» Excerpted data
──────────────────────────────
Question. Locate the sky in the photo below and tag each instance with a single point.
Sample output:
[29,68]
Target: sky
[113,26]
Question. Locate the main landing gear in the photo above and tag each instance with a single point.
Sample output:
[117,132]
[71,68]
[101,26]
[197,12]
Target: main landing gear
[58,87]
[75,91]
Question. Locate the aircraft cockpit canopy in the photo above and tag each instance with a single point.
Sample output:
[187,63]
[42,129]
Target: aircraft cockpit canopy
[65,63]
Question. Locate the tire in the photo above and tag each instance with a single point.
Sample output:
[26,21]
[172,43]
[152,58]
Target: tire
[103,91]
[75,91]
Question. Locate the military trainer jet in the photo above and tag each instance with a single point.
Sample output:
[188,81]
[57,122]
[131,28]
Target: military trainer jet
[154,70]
──────────────────────────────
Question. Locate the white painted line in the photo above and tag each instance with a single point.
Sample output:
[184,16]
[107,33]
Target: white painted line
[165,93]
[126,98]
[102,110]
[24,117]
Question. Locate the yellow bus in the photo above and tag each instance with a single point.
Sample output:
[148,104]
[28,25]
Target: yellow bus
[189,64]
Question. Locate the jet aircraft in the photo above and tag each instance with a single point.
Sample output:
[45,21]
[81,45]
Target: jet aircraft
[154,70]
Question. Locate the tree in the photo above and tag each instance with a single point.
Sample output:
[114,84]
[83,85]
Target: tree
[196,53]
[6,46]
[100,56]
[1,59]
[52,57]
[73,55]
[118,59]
──────────────────────────────
» Problem statement
Your answer should be one number: the count of lines in the records above that contain "with".

» Response area
9